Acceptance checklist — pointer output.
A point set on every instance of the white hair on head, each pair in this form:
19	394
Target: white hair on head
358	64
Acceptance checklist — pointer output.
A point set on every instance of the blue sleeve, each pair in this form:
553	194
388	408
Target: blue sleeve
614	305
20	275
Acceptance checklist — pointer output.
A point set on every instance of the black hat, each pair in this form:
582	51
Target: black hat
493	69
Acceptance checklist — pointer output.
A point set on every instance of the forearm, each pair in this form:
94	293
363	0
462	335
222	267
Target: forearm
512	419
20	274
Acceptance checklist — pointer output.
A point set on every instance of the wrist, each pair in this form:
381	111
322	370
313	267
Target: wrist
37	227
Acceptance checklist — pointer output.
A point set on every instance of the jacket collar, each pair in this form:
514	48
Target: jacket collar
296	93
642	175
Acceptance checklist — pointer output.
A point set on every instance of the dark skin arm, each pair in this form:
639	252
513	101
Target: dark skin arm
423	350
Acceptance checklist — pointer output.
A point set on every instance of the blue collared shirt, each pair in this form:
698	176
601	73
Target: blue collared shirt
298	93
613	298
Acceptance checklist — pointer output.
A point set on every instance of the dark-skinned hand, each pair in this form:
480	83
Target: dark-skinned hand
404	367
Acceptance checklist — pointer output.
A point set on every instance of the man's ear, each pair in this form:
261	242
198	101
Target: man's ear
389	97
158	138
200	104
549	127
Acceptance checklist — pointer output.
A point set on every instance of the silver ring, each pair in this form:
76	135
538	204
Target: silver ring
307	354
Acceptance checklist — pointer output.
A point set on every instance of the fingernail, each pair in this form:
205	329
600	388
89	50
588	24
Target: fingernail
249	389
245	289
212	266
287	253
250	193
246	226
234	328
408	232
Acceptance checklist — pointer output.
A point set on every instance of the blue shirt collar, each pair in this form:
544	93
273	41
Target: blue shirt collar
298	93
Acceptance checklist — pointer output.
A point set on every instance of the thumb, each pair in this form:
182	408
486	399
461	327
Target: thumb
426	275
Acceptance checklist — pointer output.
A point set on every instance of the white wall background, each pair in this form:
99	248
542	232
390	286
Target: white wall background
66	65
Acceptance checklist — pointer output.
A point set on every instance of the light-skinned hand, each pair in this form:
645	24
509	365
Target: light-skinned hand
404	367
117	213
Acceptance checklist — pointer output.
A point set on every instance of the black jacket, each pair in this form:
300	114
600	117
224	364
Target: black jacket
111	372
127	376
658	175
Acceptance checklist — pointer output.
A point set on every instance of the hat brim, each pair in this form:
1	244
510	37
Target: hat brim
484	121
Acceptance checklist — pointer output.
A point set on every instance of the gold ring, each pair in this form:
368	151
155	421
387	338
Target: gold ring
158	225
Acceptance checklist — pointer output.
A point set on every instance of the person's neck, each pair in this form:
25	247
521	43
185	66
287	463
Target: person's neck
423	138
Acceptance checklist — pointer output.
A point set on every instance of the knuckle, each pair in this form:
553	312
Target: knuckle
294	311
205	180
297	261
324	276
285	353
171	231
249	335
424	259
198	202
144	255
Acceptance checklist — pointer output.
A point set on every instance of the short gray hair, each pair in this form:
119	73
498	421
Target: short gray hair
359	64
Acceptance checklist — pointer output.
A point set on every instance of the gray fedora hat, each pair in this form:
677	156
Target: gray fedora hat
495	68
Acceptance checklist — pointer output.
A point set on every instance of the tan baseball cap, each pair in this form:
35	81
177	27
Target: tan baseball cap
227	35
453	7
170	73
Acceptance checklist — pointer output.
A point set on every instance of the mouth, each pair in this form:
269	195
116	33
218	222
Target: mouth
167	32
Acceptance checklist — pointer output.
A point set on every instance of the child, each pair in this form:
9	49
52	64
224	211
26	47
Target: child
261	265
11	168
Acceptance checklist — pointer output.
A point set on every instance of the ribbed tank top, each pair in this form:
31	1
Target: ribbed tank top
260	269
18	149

Directions for this task
Set down the records again verbatim, so that each word stays as it is.

Output of the task
Acceptance checklist — pointer output.
A point set on every instance of the white hair on head, each pair in this form:
19	394
Target: white hair on head
358	64
Acceptance checklist — pointer output.
A point set on every instance of the blue sleeve, each pair in this form:
553	194
388	408
Target: blue sleeve
614	305
20	275
Acceptance checklist — pointer output.
A point set on every instance of the black hat, each pair in this form:
582	51
Target: black hat
493	69
Acceptance checklist — pointer output.
A point set on every instance of the forearm, each pair in this form:
94	293
363	0
462	335
222	267
Target: forearm
512	419
20	274
Acceptance checklist — pointer output.
A point set on every instance of the wrist, each pair in this form:
381	111
322	370
313	267
Target: wrist
37	227
Acceptance checklist — pointer output.
A point set on every instance of the jacket collar, each pair in this form:
514	48
Target: jacket collar
296	93
642	175
Acceptance checklist — pointer output.
A point set on every instance of the dark skin arm, each pair in this form:
639	252
513	101
Target: dark skin arm
423	350
Acceptance checklist — pointer output.
A point set on every instance of the blue collared shirt, each pair in this form:
698	176
601	73
Target: blue collared shirt
298	93
613	298
Acceptance checklist — pointer output.
A point set on every instance of the dark-skinned hand, each pair in this form:
480	83
Target: dark-skinned hand
404	367
Acceptance checklist — pointer output.
A point set on every instance of the man's ear, each pair in this form:
261	242
198	101
Target: man's ear
389	97
158	138
200	104
549	127
Acceptance checklist — pointer output.
A point set on every instance of the silver ring, each pair in this form:
76	135
538	204
Target: silver ring
307	354
Acceptance checklist — pointer output.
A point set on every instance of the fingernail, each pair in this form:
205	329
600	388
89	50
588	24
Target: fingernail
249	389
245	289
212	266
287	253
250	193
246	226
234	328
408	232
Acceptance checklist — pointer output.
A point set on every instance of the blue shirt collar, each pair in this form:
544	93
273	41
Target: blue shirt collar
298	93
Acceptance checklist — pointer output.
A point set on every instance of the thumb, each pair in this form:
182	408
486	399
461	327
Target: thumb
426	275
Acceptance checklist — pointer output.
A point set on every instance of the white wall background, each pair in this form:
99	248
542	232
390	286
Target: white wall background
66	65
Acceptance checklist — pointer output.
A point set on every instance of the light-skinned hand, each pair in this form:
645	24
509	365
Target: light-skinned hand
404	367
117	213
Acceptance checklist — pointer output.
A point set on every instance of the black jacket, each pair in this form:
300	114
600	117
224	364
Target: black jacket
111	372
127	376
658	175
Acceptance checklist — pointer output.
A point set on every instance of the hat brim, each pair in this form:
1	244
510	37
Target: hat brim
484	121
Acceptance checklist — pointer output.
A point set on every instance of the gold ring, each pair in this form:
368	151
155	421
387	338
Target: gold ring
158	225
Acceptance checklist — pointer output.
A point set on every instance of the person's neck, each pair in this form:
25	247
521	43
185	66
287	463
Target: person's neck
423	138
Acceptance checklist — pointer output.
A point set on every instance of the knuckle, each pair in this form:
553	312
Target: knuckle
294	311
205	180
297	261
324	276
285	353
171	231
249	335
424	259
198	202
144	255
Acceptance checklist — pointer output.
A point set on every instance of the short gray hair, each pair in this form:
119	73
498	421
Target: short gray hair
359	64
Acceptance checklist — pointer output.
A point set on every instance of the gray fedora hat, each pair in this form:
677	156
Target: gray fedora hat
495	68
Acceptance checklist — pointer output.
A point set on every instance of the tan baseball cap, each pair in this form:
35	81
177	27
Target: tan baseball cap
227	35
453	7
170	73
Acceptance checklist — pointer output.
A point set on every instance of the mouth, each pair in this form:
269	195
116	33
218	222
Target: mouth
167	32
Acceptance checklist — pointer output.
A point set on every instance of the child, each pair in this form:
9	49
52	64
224	211
26	47
Target: child
261	265
11	168
Acceptance checklist — pointer output.
A point set on every instance of the ribbed tank top, each pair in this form:
31	1
Target: ribbed tank top
260	269
18	149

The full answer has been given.